TASK INSTRUCTIONS:
1. Reproduce the rows word for word, from the first row down through the line containing "positive clicks: (18, 162) (23, 158)", with both ends included.
2. Pick up the article on the bar owners' lawsuits against the Indianapolis smoking ban and write the next part after its last sentence.

SOURCE PASSAGE:
The federal suits, filed over the past two weeks, claim the ordinance violates the Fourth and 14th amendments to the U.S. Constitution. The Fourth Amendment guards against unreasonable searches and seizures, and the 14th Amendment provides equal protection under the law.

The owners, who are representing themselves without an attorney, say they’re being deprived of the same rights afforded to private clubs, which are exempt from the ban.

They also charge that the ban violates other sections of the Constitution by allowing smoking in bars in Beech Grove, Lawrence, Speedway and Southport, also  located within Marion County.

The bar owners are asking a federal judge to issue a temporary restraining order or preliminary injunction to halt the ban until their arguments are heard.

The ordinance, signed by Indianapolis Mayor Greg Ballard April 19, expands existing citywide restrictions against indoor public smoking to include bowling alleys, hotel rooms and most bars. Tobacco shops, hookah bars, existing not-for-profit private clubs and downtown's off-track betting parlor are exempt from the ban.

David Orentlicher, a constitutional law professor at the Indiana University Robert H. McKinney School of Law in Indianapolis, said he doubts the lawsuits will succeed.

“We’ve had smoking bans in a lot of states for quite some time, and there is no question about their constitutional validity,” he said. “You’re regulating businesses, and the Constitution allows that.”

The bar owners' Fourth Amendment argument would pertain to fair enforcement of the law rather than its passage, Orentlicher said. And to bring a 14th Amendment claim, the owners would need to argue that the ban is perhaps discriminatory by targeting a specific race or gender.

“They would have to prove [that the city is] acting on biases rather than legitimate public policy,” Orentlicher said. “There’s nothing in the smoking ban that suggests that.”

Rhoda Walker, who owns the Casino Lounge at 1711 E. Minnesota St., disagrees, saying that the smoking rights afforded to private clubs and other bars within Marion County are a violation of her constitutional rights.

RECORD EXTRACTS:
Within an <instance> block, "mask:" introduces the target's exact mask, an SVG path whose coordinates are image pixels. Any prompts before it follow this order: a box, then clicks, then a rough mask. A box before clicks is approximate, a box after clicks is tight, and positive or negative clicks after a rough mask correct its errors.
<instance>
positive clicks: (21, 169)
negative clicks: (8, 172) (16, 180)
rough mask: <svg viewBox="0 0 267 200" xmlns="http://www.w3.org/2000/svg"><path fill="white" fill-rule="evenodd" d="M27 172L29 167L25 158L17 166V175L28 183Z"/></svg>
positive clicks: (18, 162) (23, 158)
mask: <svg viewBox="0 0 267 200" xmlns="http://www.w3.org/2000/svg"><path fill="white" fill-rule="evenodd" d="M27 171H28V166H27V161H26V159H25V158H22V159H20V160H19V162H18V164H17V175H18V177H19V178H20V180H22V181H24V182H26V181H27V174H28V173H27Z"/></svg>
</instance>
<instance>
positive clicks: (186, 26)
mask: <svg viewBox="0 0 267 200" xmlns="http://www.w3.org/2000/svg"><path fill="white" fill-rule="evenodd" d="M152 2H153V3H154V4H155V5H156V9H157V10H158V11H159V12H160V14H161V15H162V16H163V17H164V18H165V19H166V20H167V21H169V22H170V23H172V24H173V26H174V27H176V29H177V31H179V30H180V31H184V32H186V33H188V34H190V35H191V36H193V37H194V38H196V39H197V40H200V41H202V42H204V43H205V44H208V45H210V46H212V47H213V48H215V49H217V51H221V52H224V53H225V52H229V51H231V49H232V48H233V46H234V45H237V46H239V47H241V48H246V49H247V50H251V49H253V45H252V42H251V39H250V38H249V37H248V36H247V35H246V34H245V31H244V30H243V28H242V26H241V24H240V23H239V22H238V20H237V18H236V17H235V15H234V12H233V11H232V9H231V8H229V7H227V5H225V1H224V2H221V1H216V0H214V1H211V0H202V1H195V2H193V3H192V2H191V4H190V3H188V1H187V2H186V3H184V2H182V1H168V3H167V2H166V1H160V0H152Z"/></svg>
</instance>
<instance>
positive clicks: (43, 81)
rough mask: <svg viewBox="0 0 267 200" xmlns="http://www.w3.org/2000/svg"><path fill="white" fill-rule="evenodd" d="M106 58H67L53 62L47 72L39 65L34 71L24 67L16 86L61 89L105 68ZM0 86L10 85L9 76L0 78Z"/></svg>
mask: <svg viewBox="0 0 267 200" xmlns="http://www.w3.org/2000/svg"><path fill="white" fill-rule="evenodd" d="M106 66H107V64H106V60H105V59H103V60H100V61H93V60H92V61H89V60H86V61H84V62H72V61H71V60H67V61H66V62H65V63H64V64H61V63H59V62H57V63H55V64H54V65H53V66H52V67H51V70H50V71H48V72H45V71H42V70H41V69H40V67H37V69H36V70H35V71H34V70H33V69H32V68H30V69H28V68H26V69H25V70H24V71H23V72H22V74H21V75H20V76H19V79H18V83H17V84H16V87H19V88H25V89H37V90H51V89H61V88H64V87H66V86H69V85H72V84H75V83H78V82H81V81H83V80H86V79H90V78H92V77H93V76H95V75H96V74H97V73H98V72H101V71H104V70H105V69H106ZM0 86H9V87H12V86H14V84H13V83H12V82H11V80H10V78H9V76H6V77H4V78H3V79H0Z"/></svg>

TASK ANSWERS:
1.
Within an <instance> block, "mask:" introduces the target's exact mask, an SVG path whose coordinates are image pixels. Any prompts before it follow this order: a box, then clicks, then a rough mask. A box before clicks is approximate, a box after clicks is tight, and positive or negative clicks after a rough mask correct its errors.
<instance>
positive clicks: (21, 169)
negative clicks: (8, 172) (16, 180)
rough mask: <svg viewBox="0 0 267 200" xmlns="http://www.w3.org/2000/svg"><path fill="white" fill-rule="evenodd" d="M27 172L29 167L25 158L17 166V175L28 183Z"/></svg>
positive clicks: (18, 162) (23, 158)

2.
“You can’t give one group rights and take them away from the other group,” she said. “Why would they come to my bar when they can go to Beech Grove and smoke.”

Other bars challenging the ban are Blue Chaparral, 5030 Southeastern Ave.; Catalina Bar, 3032 E. Washington St.; Colonial Inn, 4343 Madison Ave.; DJ’s Lounge, 1707 Prospect St.; Dancers, 8013 W. Washington St.; Maggie’s Lounge, 453 N. Rural St.; Riff Raff’s Bar, 2409 English Ave.; Road Dog Saloon, 4861 Southeastern Ave.; and Sugar Shack, 5560 Brookville Road

Meanwhile, City officials say they haven’t seen the lawsuits but are not surprised considering that similar challenges have been filed in other cities with smoking bans.

“We’re confident we’re going to prevail,” said Mark Lotter, spokesman for Ballard.

Tobacco specialty bars need to apply for a new license from the city’s Department of Code Enforcement to allow smoking in their establishments. The department has identified about a dozen that should apply for the specialty license. As of Tuesday, only three had applied, said Kate Johnson, spokeswoman for the department.

Those are Nicky Blaines at 20 N. Meridian St.; Indy Cigar Bar at 3357 E. 86th St.; and Egyptian Cafe & Hookah Bar at 6265 Carrollton Ave.

Those that fail to apply for the license will receive a “uniform traffic ticket” with a court date. The city prosecutor will drop the charge if they apply for a license before their court date, Johnson said.

To ensure bars are complying with the ban, the city has 24 property, safety and maintenance inspectors who can investigate violation complaints the city might receive.

The first citation is a $100 fine, the second is $200 and the third will lead to an appearance in the city’s environmental court, where a judge might levy a $2,500 penalty.

Citations can be issued to the bar or property owner, as well as the smoker.

Although the city will rely on citizen complaints to drive enforcement, Johnson said businesses that choose to ignore the ban won’t fly under the radar for long.

“We’ll do a lot of sweeps,” she said.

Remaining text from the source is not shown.